*Task brief*
Convert the data below into a numbered list with one line per item, omitting any blank lines.

--*--

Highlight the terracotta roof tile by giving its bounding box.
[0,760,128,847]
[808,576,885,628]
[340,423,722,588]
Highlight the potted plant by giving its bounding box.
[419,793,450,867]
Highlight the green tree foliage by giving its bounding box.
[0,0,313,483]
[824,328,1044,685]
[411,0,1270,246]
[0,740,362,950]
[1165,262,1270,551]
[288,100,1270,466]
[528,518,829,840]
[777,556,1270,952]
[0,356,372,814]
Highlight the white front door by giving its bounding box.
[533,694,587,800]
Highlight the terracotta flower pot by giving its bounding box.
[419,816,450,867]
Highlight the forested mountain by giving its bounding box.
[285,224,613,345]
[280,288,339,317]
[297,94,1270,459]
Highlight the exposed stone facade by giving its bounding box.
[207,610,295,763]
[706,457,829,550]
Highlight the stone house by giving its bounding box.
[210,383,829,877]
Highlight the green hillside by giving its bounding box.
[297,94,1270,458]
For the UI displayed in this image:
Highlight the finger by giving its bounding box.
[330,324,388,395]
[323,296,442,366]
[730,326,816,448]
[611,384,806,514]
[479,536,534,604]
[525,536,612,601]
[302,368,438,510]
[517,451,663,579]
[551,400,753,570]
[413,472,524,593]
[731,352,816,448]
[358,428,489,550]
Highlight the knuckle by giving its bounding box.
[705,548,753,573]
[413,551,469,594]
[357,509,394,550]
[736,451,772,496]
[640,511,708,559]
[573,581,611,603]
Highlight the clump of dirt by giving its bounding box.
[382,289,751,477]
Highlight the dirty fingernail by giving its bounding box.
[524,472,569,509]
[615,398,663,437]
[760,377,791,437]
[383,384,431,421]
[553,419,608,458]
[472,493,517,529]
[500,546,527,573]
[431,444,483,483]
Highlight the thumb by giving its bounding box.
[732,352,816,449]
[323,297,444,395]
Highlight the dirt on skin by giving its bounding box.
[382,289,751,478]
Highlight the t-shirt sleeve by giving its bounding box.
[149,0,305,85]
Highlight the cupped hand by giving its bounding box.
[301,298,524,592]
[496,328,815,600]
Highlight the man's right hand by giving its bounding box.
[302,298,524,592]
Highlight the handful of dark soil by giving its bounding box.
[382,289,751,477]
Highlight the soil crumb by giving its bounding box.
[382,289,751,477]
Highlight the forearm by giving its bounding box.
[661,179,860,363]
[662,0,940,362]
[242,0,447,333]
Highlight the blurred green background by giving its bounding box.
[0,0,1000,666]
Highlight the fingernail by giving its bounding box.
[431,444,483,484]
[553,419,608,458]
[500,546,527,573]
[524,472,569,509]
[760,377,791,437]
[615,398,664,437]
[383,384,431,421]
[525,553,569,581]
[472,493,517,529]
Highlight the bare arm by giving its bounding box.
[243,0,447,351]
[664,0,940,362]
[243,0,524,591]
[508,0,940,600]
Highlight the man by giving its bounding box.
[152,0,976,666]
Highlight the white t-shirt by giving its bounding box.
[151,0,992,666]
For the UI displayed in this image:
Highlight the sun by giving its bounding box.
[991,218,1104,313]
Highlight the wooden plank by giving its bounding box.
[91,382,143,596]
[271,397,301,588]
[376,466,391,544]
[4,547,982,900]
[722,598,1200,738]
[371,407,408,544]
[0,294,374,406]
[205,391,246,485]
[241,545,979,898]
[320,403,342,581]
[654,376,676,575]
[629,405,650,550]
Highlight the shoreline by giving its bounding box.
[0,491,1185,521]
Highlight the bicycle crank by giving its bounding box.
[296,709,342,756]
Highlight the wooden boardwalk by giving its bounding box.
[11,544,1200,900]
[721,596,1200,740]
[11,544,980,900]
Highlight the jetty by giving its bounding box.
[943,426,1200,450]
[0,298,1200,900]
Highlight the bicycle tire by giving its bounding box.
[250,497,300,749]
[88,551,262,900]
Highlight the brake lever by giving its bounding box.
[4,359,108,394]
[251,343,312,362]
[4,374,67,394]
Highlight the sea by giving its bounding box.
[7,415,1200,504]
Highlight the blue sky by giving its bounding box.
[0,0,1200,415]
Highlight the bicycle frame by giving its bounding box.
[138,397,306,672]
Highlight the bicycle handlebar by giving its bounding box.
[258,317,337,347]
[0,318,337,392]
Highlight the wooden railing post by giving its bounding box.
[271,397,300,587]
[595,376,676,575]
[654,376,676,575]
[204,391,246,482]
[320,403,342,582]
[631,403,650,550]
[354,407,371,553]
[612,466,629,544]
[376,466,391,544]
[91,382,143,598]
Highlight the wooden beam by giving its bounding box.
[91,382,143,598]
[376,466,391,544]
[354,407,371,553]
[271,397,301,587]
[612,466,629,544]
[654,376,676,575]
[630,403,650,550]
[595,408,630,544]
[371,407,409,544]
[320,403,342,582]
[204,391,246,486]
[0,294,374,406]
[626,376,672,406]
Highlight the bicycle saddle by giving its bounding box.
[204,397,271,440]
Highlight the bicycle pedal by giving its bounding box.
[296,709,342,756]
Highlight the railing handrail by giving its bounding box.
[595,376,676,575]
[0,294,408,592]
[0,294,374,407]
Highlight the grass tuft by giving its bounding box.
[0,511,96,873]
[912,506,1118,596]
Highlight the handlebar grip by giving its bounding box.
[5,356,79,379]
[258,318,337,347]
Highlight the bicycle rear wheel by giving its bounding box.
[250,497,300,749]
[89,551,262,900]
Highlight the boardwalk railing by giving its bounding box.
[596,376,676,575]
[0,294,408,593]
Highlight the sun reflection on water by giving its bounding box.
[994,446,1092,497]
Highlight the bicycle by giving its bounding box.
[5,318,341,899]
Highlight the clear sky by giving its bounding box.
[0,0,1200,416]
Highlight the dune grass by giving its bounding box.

--*--

*The output*
1. Highlight the terracotta roof tile by giving its bounding box.
2. [0,760,128,847]
3. [808,576,885,628]
4. [340,423,722,588]
5. Highlight the potted plant by giving its bounding box.
6. [419,793,450,867]
7. Highlight the green tree foliage by giving its bounding box.
8. [0,0,313,483]
9. [824,328,1044,685]
10. [411,0,1270,246]
11. [0,740,362,950]
12. [1165,262,1270,551]
13. [288,100,1270,466]
14. [528,518,829,840]
15. [777,556,1270,952]
16. [0,356,372,814]
17. Highlight the white front door by giving its bounding box.
18. [533,694,587,800]
19. Highlight the terracotta flower pot by giving its bounding box.
20. [419,816,450,867]
21. Highlight the forested mountain by giving its bounding box.
22. [285,224,613,345]
23. [280,288,339,317]
24. [297,94,1270,459]
25. Highlight the exposed stone facade by giving its bounding box.
26. [207,610,295,763]
27. [706,457,829,550]
28. Highlight the stone house by giving its bounding box.
29. [210,383,829,877]
30. Highlight the green hillside by giving its bounding box.
31. [297,94,1270,458]
32. For the UI displayed in this image:
33. Highlight the finger by giving its bounding box.
34. [330,324,388,395]
35. [323,296,442,366]
36. [730,326,816,448]
37. [611,384,806,514]
38. [479,536,534,604]
39. [525,536,612,601]
40. [302,368,438,510]
41. [517,451,663,579]
42. [551,400,753,570]
43. [413,472,524,593]
44. [731,352,816,448]
45. [358,428,489,550]
46. Highlight the knuckle by giving its bounding box.
47. [705,548,753,573]
48. [413,551,469,594]
49. [357,509,394,550]
50. [736,451,772,496]
51. [640,511,708,559]
52. [573,581,611,603]
53. Highlight the clump of dirt by giving its bounding box.
54. [382,289,751,477]
55. Highlight the dirty fingernail by giving its bounding box.
56. [524,472,569,509]
57. [615,398,663,437]
58. [760,377,791,437]
59. [383,384,431,421]
60. [553,419,608,458]
61. [472,493,517,529]
62. [500,546,527,573]
63. [431,444,483,483]
64. Highlight the thumb by giving its bounding box.
65. [732,352,816,449]
66. [323,297,444,395]
67. Highlight the dirt on skin by giving its bounding box.
68. [382,289,751,478]
69. Highlight the t-shirt sleeve by giving its bounding box.
70. [149,0,305,85]
71. Highlight the cupped hand by giving its bounding box.
72. [301,298,524,592]
73. [496,328,815,600]
74. Highlight the man's right hand by giving its bounding box.
75. [302,298,524,592]
76. Highlight the handful of dark soil by giving its bounding box.
77. [382,289,751,477]
78. Highlight the soil crumb by giving its bounding box.
79. [382,289,751,477]
80. Highlight the forearm by giving its bounding box.
81. [661,179,860,363]
82. [662,0,940,362]
83. [242,0,447,333]
84. Highlight the blurred green background by giving its bounding box.
85. [0,0,1000,666]
86. Highlight the fingernail by giving its bounding box.
87. [431,444,483,484]
88. [553,419,608,458]
89. [500,546,527,573]
90. [524,472,569,509]
91. [760,377,791,437]
92. [615,398,664,437]
93. [383,384,431,421]
94. [525,553,569,581]
95. [472,493,517,529]
96. Highlight the bare arm by giving its bounding box.
97. [243,0,447,351]
98. [664,0,940,362]
99. [243,0,524,591]
100. [508,0,940,600]
101. Highlight the man by giving its bounding box.
102. [152,0,976,666]
103. Highlight the white t-shirt by giving its bounding box.
104. [151,0,992,666]
105. For the UI displayed in this image:
106. Highlight the sun by giving its bounding box.
107. [991,218,1104,313]
108. Highlight the wooden plank by giving its bounding box.
109. [91,382,143,596]
110. [271,397,301,588]
111. [376,466,391,544]
112. [4,547,982,900]
113. [722,598,1200,738]
114. [371,407,408,544]
115. [0,294,374,406]
116. [205,391,246,485]
117. [241,545,979,898]
118. [320,403,342,581]
119. [654,376,676,575]
120. [629,405,650,550]
121. Highlight the shoreline by giving its bounding box.
122. [0,491,1185,521]
123. Highlight the bicycle crank by giving its bounding box.
124. [296,709,342,756]
125. Highlight the wooden boardwalk by giving its bounding box.
126. [11,544,1200,900]
127. [721,596,1200,740]
128. [11,544,980,900]
129. Highlight the jetty by giving its bounding box.
130. [943,426,1200,450]
131. [0,298,1200,900]
132. Highlight the bicycle tire by giving its bounding box.
133. [250,497,300,749]
134. [88,551,262,900]
135. Highlight the brake lever by giving its bounding box.
136. [4,359,108,394]
137. [251,343,312,362]
138. [4,374,67,394]
139. Highlight the sea by giving its bounding box.
140. [7,415,1200,504]
141. Highlight the blue sky by giving its bounding box.
142. [0,0,1200,415]
143. Highlight the bicycle frame by giving its bounding box.
144. [138,397,306,672]
145. Highlight the bicycle handlebar by giving its bounding box.
146. [258,317,337,347]
147. [0,318,337,392]
148. Highlight the wooden railing post by giving its bounding box.
149. [271,397,300,587]
150. [595,376,676,575]
151. [654,376,676,575]
152. [204,391,246,482]
153. [320,403,342,582]
154. [631,403,650,550]
155. [354,407,371,553]
156. [612,466,629,544]
157. [376,466,391,544]
158. [91,382,143,598]
159. Highlight the wooden beam by giving its bounding box.
160. [91,382,143,598]
161. [376,466,391,544]
162. [354,407,371,553]
163. [271,397,301,587]
164. [612,466,629,544]
165. [654,376,676,575]
166. [630,403,650,550]
167. [595,408,630,544]
168. [371,407,409,544]
169. [320,403,342,582]
170. [204,391,246,486]
171. [0,294,374,406]
172. [626,376,672,406]
173. Highlight the bicycle saddle by giving its bounding box.
174. [204,397,271,440]
175. Highlight the bicycle pedal by giving its bounding box.
176. [296,709,342,756]
177. Highlight the railing handrail by giving its bounding box.
178. [595,376,676,575]
179. [0,294,408,592]
180. [0,294,374,407]
181. Highlight the grass tuft by giving its bounding box.
182. [0,511,96,873]
183. [912,506,1118,596]
184. Highlight the handlebar grip by giving its bounding box.
185. [5,356,79,379]
186. [258,318,337,347]
187. Highlight the bicycle rear wheel by giving its bounding box.
188. [250,497,300,749]
189. [89,551,262,900]
190. Highlight the boardwalk railing by giving its bounding box.
191. [596,376,676,575]
192. [0,294,408,593]
193. Highlight the sun reflection on water by giving its bounding box.
194. [994,446,1092,497]
195. Highlight the bicycle by giving its bounding box.
196. [5,318,341,899]
197. Highlight the clear sky by giving its bounding box.
198. [0,0,1200,416]
199. Highlight the dune grass by giving its bounding box.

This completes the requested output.